**Seçilmiş bölüm**
____________

TCMB’nin rezervlerindeki iyileşme, kura müdahale için döviz satışını kestiği yorumları yapılmasına neden oldu. Medyascope’a konuşan ekonomist İris Cibre, döviz satışlarının devam ettiğine ancak TCMB’nin “nette alıcı” pozisyonunda olduğuna dikkat çekti.
Türkiye Cumhuriyet Merkez Bankası (TCMB), 14 Mayıs ve 28 Mayıs seçimlerine kadar kurları baskılamak için kamu bankaları aracılığıyla döviz satıyordu. Seçimlerden sonra müdahale gevşedi ancak sona ermedi. Ekonomist İris Cibre, TCMB’nin faiz kararını, net döviz pozisyonunu ve rezervlerini Medyascope’a anlattı.
“Müdahaleyi durdurmadı, sadece rezerve giren çıkandan daha yüksek”

____________

**Görevleriniz**
**A)** Merkez Bankası'nın döviz müdahalesini anlatan metne göre aşağıdaki soruları yanıtlayın ve yanıtları da aynı işaretlerle verin.
(i) Medyascope'a konuşan ekonomistin adı nedir?
(ii) TCMB, seçimlere kadar döviz satışını hangi kurumlar aracılığıyla yapıyordu?
(iii) Ekonomiste göre TCMB hangi pozisyonda bulunuyor?
**B)** Merkez Bankası'nın döviz müdahalesini anlatan metni, son gösterilen cümleden sonra kaldığı yerden sürdürün.

____________

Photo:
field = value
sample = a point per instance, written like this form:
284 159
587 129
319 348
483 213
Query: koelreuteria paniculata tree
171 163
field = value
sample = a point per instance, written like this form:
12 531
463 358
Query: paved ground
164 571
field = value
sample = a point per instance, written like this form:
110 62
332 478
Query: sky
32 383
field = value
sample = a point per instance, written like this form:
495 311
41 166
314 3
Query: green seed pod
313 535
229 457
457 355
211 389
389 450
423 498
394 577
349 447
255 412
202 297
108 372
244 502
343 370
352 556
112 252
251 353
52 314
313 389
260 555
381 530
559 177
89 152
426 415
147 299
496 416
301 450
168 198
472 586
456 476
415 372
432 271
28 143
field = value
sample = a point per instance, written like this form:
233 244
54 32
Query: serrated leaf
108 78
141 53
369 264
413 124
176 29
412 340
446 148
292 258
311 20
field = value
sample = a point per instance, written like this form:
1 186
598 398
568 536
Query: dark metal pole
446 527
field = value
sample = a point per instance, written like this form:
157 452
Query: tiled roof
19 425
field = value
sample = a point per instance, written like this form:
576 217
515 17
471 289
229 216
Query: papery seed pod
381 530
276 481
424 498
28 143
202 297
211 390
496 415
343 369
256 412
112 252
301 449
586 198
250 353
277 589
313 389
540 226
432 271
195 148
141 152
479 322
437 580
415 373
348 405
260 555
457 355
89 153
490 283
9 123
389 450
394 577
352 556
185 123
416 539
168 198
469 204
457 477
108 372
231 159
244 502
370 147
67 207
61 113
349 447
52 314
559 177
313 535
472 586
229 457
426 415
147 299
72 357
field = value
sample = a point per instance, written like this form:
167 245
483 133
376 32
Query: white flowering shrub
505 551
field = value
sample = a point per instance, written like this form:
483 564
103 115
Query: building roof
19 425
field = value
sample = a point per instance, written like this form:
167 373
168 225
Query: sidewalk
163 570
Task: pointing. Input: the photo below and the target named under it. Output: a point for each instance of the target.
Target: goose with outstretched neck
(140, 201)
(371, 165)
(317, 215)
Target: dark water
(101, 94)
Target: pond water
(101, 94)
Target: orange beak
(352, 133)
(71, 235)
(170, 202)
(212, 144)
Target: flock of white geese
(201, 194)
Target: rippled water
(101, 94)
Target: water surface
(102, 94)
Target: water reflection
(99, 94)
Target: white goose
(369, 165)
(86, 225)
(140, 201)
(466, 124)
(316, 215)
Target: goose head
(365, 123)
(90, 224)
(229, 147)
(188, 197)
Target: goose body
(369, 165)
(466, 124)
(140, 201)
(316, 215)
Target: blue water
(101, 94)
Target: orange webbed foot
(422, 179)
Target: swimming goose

____________

**Görevlerin yanıtları**
**A)**
(i) İris Cibre
(ii) Kamu bankaları aracılığıyla
(iii) "Nette alıcı" pozisyonunda

**B)**
Ağustos 2022’den itibaren, yaklaşık dokuz ay boyunca 18-19 TL arasında olan dolar kuru, seçimden iki gün sonra, 30 Mayıs’ta 20 TL’yi geçti. Dolar kurunun kısa sürede 23 TL’yi geçmesi, seçimlerin ardından TCMB’nin müdahaleyi gevşettiği ancak 20 gün boyunca 26 TL seviyesinde kalması yeniden müdahale edildiği şeklinde yorumlandı. Ekonomist İris Cibre, Medyascope’a yaptığı önceki değerlendirmede, “Bu müdahaleleri dönem dönem yapmak zorunda, elini çekmesi durumunda, kur çok daha farklı noktalara gelebilir” demişti. Cibre, güncel gelişmeleri şöyle yorumladı:
“Ben net döviz pozisyonuna bakıyorum. Net döviz pozisyonunda 2 Haziran’dan itibaren 17,3 milyar dolarlık bir iyileşme var. Bu, Merkez Bankası’nın nette rezerv topladığına işaret ediyor fakat piyasaya müdahaleyi durdurduğu anlamı taşımıyor. Sadece rezerve giren, çıkandan daha yüksek. Dolayısıyla nette rezerv toplayabiliyor. Normal şartlarda bu rezerv kaynakları kur korumalı mevduat, ihracatçılar ve reeskont dönüşleri. Fakat son dönemde reeskont dönüşlerinde bir azalma vardı. En son haziranda 113 milyon dolar reeskont dönüş var, bu çok düşük bir tutar.”
“Talep geldiğinde TCMB döviz satmak zorunda”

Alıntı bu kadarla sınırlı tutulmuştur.